### Consigne rédigée
Extrayez sans aucune modification les lignes du matériel comprises entre son début et la ligne contenant "pixel 412 245", les deux bornes étant incluses.

### Enregistrements extraits d'une collection

........

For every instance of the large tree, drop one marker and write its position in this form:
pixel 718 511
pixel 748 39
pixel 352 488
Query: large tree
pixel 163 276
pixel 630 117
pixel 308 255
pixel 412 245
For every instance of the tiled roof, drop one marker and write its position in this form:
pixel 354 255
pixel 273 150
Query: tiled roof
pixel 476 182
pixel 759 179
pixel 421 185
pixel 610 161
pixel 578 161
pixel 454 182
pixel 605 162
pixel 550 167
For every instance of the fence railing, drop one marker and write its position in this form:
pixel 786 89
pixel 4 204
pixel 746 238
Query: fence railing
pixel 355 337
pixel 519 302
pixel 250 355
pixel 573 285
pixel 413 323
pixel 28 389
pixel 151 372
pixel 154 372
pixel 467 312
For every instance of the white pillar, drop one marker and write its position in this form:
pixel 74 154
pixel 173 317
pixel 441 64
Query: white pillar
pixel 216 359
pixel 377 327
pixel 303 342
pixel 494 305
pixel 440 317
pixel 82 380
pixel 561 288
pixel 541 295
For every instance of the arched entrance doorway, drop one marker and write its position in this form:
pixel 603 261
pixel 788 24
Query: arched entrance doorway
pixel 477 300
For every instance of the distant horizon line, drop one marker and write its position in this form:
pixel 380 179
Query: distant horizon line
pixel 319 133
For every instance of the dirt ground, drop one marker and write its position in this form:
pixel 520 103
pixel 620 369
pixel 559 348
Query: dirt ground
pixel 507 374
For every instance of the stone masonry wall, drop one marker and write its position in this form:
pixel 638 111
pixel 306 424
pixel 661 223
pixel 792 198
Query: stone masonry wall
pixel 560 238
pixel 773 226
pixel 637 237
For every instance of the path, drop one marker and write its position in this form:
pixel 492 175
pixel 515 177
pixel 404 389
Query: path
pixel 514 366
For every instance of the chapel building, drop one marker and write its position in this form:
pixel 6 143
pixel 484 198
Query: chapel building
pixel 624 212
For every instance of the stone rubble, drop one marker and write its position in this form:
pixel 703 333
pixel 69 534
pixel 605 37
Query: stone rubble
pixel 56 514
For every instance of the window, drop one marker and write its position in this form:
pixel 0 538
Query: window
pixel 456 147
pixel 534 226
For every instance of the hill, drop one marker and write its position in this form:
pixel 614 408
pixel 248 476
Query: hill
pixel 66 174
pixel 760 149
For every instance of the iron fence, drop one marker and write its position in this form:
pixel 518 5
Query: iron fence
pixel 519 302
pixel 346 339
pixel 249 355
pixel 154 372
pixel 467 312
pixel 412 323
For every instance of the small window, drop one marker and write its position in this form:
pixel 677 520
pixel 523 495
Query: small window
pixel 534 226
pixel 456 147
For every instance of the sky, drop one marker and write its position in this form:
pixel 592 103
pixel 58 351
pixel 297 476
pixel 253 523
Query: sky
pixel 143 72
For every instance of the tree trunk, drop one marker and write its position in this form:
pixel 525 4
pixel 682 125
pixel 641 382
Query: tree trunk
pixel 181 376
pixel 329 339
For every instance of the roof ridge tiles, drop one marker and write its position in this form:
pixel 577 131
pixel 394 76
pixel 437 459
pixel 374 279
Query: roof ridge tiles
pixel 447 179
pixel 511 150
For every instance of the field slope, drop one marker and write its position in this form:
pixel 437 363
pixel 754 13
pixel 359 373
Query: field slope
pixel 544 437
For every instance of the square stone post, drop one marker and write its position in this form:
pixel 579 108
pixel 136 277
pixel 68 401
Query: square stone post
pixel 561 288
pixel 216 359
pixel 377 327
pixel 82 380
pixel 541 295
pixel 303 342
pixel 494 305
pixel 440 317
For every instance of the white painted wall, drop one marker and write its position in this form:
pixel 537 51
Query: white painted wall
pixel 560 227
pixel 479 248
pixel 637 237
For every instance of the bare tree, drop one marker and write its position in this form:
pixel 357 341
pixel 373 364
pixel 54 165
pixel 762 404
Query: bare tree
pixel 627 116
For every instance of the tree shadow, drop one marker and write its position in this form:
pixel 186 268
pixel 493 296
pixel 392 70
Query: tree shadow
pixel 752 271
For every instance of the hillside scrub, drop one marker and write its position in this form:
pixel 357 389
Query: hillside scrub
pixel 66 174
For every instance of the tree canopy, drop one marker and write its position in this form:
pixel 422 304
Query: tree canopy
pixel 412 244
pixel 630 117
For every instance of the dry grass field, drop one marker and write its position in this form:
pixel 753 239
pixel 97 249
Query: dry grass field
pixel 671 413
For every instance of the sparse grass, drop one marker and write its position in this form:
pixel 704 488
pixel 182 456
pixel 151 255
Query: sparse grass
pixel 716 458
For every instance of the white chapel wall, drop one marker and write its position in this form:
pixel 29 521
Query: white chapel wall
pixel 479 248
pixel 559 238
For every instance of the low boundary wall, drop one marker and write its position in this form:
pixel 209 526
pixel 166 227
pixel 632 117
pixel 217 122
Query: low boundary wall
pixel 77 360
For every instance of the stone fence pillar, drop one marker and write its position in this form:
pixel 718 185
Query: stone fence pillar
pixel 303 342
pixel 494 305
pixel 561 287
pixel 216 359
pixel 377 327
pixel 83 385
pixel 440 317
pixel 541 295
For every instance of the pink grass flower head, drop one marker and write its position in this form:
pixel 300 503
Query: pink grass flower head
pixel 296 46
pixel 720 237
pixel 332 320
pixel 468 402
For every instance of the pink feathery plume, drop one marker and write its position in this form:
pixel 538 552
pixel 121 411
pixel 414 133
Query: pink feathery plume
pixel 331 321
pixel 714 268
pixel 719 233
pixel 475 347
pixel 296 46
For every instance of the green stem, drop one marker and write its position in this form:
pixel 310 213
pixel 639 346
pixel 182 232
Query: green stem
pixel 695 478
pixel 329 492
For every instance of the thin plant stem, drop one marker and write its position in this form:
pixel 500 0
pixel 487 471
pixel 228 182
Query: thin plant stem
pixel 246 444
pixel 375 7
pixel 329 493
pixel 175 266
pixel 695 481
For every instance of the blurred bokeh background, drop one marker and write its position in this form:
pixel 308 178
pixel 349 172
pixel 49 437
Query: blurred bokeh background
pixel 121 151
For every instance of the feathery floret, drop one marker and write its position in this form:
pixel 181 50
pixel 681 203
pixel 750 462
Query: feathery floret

........

### Résultat attendu
For every instance of the large tree, drop one marker and write its position in this form:
pixel 718 511
pixel 748 39
pixel 352 488
Query: large tree
pixel 163 276
pixel 630 117
pixel 308 255
pixel 412 245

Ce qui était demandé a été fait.